**WORK INSTRUCTIONS:**
Write out, word for word, the part of the listing below that opens with the line containing "positive clicks: (377, 437)" and closes with the line containing "268L492 349L434 389L0", keeping both of those lines and adding no others.

**THE INPUT:**
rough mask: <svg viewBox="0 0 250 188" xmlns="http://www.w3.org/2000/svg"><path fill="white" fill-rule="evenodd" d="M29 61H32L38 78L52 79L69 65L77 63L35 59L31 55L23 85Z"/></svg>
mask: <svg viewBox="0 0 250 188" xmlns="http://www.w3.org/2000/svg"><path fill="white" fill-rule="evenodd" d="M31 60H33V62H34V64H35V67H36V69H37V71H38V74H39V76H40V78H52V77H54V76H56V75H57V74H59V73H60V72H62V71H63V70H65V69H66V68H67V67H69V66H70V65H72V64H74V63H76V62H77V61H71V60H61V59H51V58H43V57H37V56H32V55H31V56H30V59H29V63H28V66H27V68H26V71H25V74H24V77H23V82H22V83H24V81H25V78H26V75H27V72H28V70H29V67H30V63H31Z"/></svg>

==

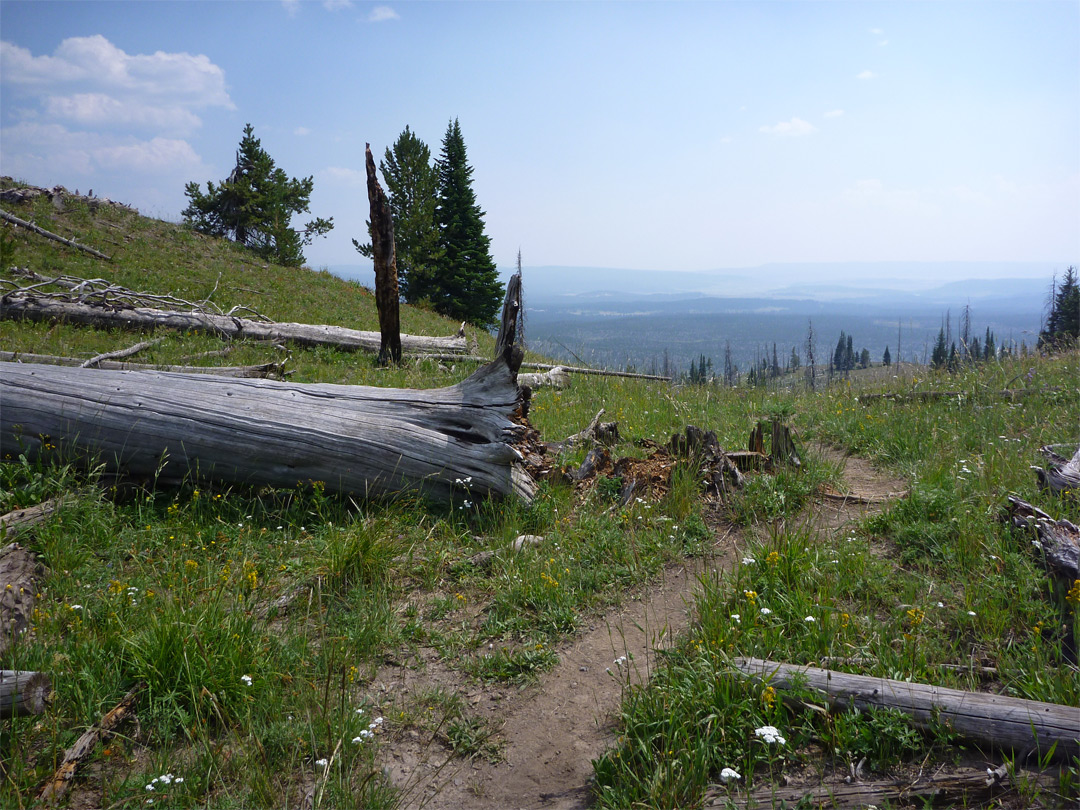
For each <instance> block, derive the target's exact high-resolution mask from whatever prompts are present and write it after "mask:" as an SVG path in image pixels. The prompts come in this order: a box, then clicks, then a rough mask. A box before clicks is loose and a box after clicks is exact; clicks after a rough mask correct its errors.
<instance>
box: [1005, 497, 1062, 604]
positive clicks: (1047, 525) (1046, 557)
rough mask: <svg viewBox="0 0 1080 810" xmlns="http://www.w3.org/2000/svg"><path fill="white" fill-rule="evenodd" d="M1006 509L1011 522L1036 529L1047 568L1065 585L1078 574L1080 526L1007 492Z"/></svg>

--

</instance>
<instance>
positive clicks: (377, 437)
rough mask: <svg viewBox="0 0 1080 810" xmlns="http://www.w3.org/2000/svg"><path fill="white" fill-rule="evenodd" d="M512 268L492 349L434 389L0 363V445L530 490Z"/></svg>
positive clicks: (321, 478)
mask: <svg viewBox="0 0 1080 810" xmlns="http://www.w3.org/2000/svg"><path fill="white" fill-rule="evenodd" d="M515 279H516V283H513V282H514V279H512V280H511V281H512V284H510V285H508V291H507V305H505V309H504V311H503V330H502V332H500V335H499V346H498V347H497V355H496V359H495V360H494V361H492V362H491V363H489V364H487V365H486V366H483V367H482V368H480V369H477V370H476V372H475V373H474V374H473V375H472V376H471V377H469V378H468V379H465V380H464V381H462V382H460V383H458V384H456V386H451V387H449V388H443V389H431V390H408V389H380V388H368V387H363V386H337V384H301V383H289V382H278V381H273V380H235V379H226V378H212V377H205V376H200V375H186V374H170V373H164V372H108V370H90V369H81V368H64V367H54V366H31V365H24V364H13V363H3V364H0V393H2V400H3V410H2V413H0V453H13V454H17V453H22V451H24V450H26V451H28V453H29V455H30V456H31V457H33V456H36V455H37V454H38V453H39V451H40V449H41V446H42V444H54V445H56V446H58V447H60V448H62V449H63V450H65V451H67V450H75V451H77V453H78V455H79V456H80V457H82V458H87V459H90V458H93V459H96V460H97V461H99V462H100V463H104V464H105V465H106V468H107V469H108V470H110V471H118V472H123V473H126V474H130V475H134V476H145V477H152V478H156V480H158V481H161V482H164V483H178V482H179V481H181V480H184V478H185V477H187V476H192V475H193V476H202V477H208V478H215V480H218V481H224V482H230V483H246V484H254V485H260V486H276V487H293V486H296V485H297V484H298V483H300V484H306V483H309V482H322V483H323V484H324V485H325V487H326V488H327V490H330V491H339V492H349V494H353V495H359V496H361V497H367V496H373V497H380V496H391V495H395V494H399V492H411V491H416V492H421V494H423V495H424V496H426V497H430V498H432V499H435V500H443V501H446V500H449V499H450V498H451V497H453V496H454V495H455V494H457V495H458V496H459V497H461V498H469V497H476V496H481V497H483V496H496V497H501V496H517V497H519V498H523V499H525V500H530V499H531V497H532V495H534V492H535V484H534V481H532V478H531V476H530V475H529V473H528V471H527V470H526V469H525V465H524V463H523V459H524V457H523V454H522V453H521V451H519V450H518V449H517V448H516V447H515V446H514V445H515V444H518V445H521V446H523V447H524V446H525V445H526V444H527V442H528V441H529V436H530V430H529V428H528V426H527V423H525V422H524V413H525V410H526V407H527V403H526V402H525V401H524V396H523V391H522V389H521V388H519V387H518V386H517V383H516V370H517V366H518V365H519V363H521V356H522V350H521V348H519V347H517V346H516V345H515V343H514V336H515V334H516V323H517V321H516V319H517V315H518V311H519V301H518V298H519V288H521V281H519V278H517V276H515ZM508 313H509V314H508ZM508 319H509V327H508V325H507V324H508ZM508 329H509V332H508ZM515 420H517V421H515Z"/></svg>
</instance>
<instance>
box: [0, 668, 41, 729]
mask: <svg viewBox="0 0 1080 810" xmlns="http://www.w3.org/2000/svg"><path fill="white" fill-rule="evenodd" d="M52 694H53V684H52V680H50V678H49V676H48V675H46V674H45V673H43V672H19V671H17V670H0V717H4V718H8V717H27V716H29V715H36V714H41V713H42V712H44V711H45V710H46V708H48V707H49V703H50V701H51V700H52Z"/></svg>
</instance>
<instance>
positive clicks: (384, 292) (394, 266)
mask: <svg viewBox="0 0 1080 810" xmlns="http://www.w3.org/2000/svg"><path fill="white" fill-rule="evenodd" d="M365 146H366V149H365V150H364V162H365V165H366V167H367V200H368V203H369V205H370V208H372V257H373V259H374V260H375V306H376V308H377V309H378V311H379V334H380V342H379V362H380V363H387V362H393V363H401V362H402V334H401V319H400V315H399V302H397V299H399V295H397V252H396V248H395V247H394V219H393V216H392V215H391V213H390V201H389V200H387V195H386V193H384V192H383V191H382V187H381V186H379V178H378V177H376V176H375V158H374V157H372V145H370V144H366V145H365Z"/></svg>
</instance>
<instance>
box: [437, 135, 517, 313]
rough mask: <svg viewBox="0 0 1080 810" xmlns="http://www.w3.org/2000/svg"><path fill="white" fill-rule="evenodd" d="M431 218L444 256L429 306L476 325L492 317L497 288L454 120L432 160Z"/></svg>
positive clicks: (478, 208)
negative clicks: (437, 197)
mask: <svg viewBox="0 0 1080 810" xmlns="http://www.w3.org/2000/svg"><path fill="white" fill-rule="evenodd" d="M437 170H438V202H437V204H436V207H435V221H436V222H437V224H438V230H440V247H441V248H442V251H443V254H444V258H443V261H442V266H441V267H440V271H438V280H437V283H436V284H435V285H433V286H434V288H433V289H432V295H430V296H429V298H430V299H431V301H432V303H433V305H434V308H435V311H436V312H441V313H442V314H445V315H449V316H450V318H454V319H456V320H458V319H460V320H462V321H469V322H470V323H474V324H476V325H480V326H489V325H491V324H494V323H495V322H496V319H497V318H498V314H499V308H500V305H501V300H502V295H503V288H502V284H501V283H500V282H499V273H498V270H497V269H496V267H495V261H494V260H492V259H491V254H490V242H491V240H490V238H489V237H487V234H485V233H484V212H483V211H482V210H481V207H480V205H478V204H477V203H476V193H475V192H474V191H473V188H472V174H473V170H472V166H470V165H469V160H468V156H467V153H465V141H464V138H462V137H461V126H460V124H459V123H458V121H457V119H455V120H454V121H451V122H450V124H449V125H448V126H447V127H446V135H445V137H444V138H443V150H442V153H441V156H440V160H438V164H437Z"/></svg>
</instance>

**SOLUTION TO THE EXERCISE:**
positive clicks: (377, 437)
rough mask: <svg viewBox="0 0 1080 810" xmlns="http://www.w3.org/2000/svg"><path fill="white" fill-rule="evenodd" d="M512 268L492 349L434 389L0 363V445L530 490Z"/></svg>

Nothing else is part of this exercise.